THE PROBLEM — Set the listing down again exactly, please, apart from its pictures.

Records from a data collection —
= = = =

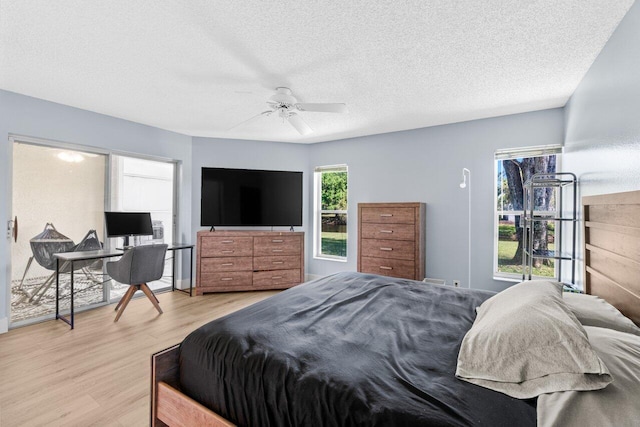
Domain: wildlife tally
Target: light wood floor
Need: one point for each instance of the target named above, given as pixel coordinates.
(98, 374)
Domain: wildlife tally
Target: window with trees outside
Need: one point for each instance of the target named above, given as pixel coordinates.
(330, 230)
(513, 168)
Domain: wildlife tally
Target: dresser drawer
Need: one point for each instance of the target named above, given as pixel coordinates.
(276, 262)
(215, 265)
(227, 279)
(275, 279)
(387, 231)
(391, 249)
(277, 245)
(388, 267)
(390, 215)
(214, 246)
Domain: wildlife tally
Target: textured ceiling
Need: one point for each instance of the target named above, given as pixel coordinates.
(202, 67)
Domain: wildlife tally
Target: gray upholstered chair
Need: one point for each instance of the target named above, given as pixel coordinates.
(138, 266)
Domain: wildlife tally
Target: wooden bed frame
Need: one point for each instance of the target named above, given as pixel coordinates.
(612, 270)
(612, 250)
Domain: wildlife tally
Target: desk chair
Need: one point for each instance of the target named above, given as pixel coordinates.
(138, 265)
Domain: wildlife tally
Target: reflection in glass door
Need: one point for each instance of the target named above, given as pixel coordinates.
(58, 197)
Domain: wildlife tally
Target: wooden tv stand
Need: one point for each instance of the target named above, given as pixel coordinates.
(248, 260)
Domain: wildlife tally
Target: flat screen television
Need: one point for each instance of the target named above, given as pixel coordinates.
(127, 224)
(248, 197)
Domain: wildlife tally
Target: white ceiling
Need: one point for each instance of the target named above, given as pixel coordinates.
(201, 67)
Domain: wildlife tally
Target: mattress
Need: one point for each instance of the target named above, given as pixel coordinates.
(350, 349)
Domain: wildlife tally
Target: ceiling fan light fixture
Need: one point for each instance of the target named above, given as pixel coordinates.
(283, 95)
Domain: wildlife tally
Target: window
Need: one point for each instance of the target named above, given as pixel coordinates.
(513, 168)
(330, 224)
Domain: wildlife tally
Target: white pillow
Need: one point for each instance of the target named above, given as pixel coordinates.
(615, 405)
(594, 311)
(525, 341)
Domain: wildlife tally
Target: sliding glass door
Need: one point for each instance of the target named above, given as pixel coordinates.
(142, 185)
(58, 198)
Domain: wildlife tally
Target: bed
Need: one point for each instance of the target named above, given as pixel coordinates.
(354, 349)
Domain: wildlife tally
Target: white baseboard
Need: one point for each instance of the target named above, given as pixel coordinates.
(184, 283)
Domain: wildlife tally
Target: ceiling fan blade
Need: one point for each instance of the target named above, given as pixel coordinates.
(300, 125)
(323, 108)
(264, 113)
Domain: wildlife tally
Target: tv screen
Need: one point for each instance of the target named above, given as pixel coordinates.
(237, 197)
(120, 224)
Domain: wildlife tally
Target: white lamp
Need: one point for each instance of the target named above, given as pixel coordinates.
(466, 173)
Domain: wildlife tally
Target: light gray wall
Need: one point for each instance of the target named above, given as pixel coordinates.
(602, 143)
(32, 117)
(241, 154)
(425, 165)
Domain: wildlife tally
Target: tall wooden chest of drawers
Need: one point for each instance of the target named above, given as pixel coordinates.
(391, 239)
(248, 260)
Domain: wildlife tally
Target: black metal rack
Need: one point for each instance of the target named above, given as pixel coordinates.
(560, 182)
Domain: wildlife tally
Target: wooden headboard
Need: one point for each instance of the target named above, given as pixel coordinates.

= = = =

FINISHED TASK —
Domain: wildlife tally
Target: light wood floor
Need: one point for each instance of the target named above, given as pixel coordinates.
(98, 374)
Domain: wildlife tally
Target: window with trees outside
Need: one point for each instance of the target named above, given as pixel coordinates.
(330, 230)
(513, 168)
Domain: wildlife tally
Target: dresser drawer
Need: one point for each instance of the target named above, given as pixel coordinates.
(276, 262)
(215, 265)
(227, 279)
(275, 279)
(387, 231)
(391, 249)
(277, 245)
(388, 267)
(390, 215)
(214, 246)
Domain: wildlife tally
Target: textured ceiling
Need: one point for each instance of the target named above, given as pixel coordinates.
(202, 67)
Domain: wildlife tally
Target: gray upholstered chair
Need: one point for each instance of the target named above, given as pixel coordinates.
(138, 266)
Domain: wildlife tally
Target: wooden bed frame
Need: one point for each instance of the target named above, given as pixel coordinates.
(612, 270)
(612, 250)
Domain: wildlife tally
Target: desk chair
Need: one point for each instance of the target named above, given as pixel coordinates.
(138, 265)
Domain: wildlife tally
Target: reflection in glass door
Need: one point for each instance of the target named above, given as pixel coordinates.
(58, 197)
Domain: wildlife tally
Target: wooden tv stand
Need: one point for each instance of the target named above, given as pixel coordinates.
(248, 260)
Domain: wildlife tally
Target: flat screen television
Need: one point for each instance of the target named above, given as pixel coordinates.
(127, 224)
(248, 197)
Domain: wildlife tally
Target: white ceiling
Need: one point for each instance of the target named above, given as pixel coordinates.
(201, 67)
Domain: wildlife tally
Target: mattress
Need: one point for each instance of the target named above, given as pixel coordinates.
(350, 349)
Domain: wildlife tally
Target: ceiling fan light fixture
Need: one point for each instance of the target named above, given as pixel coordinates.
(283, 95)
Domain: wildlife tally
Target: window
Need: one point for each instance of the target named above, given as pixel coordinates.
(513, 168)
(330, 224)
Domain: wildlife tally
Target: white pillow
Need: one point for each instance of the target named above, given as pixel coordinates.
(615, 405)
(594, 311)
(525, 341)
Domain: wildlife tally
Target: sliding glass door
Need: one point for each instance of the target named above, given as pixel coordinates.
(142, 185)
(58, 198)
Domain: wildlife tally
Target: bed
Need: one point for each instance of the target named above, given as pixel coordinates.
(354, 349)
Domain: wildlife tally
Target: white baseboard
Need: one point for each instance of the target named above, given as pixel coordinates.
(184, 283)
Domain: wildlife tally
Target: ceiling fan blade
Need: one point for each instance of the target named above, given as pixel coordinates.
(300, 125)
(323, 108)
(264, 113)
Domain: wildlife tally
Target: tv screen
Need: one point for each instance of the target named above, given as pixel coordinates.
(237, 197)
(120, 224)
Domain: wildlife tally
Target: white lamp
Need: one point for each instance of the target named above, given as pixel coordinates.
(466, 173)
Domain: wildlife tally
Target: light gray wall
Need: one point for each instance of the target named above, given as pixel coordinates.
(602, 143)
(32, 117)
(241, 154)
(425, 165)
Domain: wildlife tally
Target: tall wooden chest of drawers
Need: one point for each instance of the target named above, given as pixel coordinates.
(391, 239)
(248, 260)
Domain: wildlife tally
Target: black metal rack
Need: one point for each instance of the target named above, given as pixel coordinates.
(560, 182)
Domain: wildlife tally
Target: wooden headboard
Need: one point for each instance of the target named above, given as pixel coordinates.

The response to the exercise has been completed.